• Your instructions
Give the lines again, unchanged, starting with the line containing "Where in this photo can the man in plain" and ending with the last line of the data below.

• Data for analysis
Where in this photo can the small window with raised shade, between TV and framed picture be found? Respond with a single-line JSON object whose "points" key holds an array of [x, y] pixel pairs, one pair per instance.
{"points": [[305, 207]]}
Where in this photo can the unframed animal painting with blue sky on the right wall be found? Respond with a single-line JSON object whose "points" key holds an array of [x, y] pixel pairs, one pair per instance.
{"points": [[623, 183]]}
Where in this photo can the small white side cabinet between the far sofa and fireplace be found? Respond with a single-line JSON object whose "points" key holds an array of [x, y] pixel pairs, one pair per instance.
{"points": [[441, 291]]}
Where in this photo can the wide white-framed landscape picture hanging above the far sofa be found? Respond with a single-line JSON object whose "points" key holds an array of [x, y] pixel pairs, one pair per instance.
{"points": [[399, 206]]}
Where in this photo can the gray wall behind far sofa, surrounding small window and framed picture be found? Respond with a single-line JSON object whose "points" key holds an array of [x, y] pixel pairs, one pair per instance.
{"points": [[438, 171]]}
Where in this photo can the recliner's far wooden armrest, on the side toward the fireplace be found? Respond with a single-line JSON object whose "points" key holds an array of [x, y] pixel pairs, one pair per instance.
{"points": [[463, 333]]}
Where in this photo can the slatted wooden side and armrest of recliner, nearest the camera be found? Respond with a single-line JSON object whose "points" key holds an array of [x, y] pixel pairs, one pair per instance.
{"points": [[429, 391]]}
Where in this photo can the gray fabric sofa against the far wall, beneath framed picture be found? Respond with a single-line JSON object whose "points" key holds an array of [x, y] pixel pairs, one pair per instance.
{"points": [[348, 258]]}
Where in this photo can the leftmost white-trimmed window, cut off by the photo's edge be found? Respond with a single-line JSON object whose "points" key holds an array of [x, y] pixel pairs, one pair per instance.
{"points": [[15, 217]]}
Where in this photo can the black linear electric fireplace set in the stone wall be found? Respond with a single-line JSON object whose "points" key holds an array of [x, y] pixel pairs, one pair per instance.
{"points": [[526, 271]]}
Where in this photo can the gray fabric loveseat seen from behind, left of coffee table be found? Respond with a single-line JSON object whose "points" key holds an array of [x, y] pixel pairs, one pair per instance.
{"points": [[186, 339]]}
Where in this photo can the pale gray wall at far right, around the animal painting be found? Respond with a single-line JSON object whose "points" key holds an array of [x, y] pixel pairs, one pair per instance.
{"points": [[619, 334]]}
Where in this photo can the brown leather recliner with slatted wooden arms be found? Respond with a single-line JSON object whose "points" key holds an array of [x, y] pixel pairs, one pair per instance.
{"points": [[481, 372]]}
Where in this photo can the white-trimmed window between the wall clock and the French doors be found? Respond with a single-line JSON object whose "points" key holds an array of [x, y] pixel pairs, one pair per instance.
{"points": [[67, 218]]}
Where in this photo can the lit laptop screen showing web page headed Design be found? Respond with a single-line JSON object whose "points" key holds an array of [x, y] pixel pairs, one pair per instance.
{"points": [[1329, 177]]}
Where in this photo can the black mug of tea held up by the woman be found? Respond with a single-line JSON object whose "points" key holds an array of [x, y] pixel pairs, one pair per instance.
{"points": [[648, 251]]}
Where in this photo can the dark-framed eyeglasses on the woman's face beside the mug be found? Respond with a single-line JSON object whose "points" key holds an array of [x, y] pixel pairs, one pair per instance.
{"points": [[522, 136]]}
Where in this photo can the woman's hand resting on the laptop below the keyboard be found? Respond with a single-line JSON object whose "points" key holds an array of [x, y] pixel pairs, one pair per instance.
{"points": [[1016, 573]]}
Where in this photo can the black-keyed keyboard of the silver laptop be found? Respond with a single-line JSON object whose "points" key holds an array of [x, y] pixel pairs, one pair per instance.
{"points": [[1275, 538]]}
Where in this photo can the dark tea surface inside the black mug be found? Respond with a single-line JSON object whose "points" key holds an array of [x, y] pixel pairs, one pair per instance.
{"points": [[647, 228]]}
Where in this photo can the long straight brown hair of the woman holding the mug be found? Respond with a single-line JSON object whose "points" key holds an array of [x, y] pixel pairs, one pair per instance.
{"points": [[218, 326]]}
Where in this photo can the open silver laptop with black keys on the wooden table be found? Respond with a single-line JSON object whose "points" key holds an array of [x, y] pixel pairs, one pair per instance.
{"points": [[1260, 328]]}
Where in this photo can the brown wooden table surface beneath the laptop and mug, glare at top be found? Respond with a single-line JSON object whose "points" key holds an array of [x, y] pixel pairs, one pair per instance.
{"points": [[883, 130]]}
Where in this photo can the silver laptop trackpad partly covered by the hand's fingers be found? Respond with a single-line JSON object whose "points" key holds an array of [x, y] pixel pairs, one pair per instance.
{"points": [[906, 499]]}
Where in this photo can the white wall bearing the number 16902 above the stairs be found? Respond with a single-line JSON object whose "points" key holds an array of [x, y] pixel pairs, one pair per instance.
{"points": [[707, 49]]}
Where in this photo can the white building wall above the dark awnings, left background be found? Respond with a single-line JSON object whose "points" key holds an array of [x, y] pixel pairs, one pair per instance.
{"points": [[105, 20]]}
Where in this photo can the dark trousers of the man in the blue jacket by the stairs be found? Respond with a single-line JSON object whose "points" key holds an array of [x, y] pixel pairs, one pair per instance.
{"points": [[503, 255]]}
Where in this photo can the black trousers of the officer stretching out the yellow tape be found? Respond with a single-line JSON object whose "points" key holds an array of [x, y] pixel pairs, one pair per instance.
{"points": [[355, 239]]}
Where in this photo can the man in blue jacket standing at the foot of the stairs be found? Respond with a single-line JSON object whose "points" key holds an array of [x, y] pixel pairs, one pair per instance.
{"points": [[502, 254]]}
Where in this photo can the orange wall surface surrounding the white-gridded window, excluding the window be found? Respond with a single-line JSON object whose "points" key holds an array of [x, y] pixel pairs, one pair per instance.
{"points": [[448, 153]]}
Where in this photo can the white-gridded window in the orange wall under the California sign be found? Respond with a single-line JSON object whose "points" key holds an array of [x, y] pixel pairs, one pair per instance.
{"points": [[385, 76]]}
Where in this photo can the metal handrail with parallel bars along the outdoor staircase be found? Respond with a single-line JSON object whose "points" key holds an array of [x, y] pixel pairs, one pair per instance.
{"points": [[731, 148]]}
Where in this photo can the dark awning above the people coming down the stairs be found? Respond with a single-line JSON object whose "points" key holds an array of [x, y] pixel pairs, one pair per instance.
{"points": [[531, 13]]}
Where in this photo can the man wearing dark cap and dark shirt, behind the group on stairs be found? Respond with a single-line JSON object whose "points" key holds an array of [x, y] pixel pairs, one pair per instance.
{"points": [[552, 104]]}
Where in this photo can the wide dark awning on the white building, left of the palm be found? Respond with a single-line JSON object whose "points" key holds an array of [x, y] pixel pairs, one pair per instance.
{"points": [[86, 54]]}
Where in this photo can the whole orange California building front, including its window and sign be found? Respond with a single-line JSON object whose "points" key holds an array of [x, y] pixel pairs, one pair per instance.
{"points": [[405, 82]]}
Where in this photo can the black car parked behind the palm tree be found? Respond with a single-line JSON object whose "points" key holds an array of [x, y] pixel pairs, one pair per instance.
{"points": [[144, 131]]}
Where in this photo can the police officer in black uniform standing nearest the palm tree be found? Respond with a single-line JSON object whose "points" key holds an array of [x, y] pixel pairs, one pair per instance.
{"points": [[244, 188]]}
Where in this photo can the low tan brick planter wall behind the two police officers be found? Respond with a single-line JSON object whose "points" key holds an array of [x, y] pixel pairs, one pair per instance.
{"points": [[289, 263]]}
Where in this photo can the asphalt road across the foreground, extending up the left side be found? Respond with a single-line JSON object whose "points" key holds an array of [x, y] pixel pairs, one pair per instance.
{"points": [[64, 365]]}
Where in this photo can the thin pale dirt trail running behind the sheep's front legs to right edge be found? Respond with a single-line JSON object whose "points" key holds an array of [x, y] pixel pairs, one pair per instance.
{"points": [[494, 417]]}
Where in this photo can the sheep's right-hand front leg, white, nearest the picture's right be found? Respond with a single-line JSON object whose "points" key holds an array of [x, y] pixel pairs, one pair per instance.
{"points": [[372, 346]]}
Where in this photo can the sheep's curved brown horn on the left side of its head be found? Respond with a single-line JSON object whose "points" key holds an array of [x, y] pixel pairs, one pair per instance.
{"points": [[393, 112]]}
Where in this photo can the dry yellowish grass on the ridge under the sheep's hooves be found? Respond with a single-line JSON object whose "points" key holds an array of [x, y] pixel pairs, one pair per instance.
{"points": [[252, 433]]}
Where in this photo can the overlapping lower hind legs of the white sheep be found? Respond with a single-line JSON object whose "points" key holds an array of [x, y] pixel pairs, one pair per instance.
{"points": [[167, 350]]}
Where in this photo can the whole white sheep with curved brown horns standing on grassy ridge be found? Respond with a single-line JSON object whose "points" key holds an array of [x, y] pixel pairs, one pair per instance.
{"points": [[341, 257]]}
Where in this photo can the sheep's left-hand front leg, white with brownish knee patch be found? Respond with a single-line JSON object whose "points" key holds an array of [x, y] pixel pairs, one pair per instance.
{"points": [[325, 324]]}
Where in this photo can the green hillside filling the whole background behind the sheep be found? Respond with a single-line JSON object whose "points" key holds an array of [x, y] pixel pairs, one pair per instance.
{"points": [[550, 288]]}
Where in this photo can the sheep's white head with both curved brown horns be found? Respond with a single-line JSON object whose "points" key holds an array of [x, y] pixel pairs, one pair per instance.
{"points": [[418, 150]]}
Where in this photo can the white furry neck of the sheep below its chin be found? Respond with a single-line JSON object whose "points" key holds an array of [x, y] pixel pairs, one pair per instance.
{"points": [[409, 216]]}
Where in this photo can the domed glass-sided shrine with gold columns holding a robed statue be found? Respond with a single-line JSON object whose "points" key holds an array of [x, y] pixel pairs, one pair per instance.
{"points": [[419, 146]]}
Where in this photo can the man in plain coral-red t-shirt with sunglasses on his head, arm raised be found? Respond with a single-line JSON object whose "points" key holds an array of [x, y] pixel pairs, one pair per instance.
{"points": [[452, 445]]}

• Solution for this exercise
Where in this photo can the man in plain coral-red t-shirt with sunglasses on his head, arm raised be found? Respond with a single-line JSON object whose "points" key holds an array of [x, y] pixel pairs, one pair per instance.
{"points": [[452, 445]]}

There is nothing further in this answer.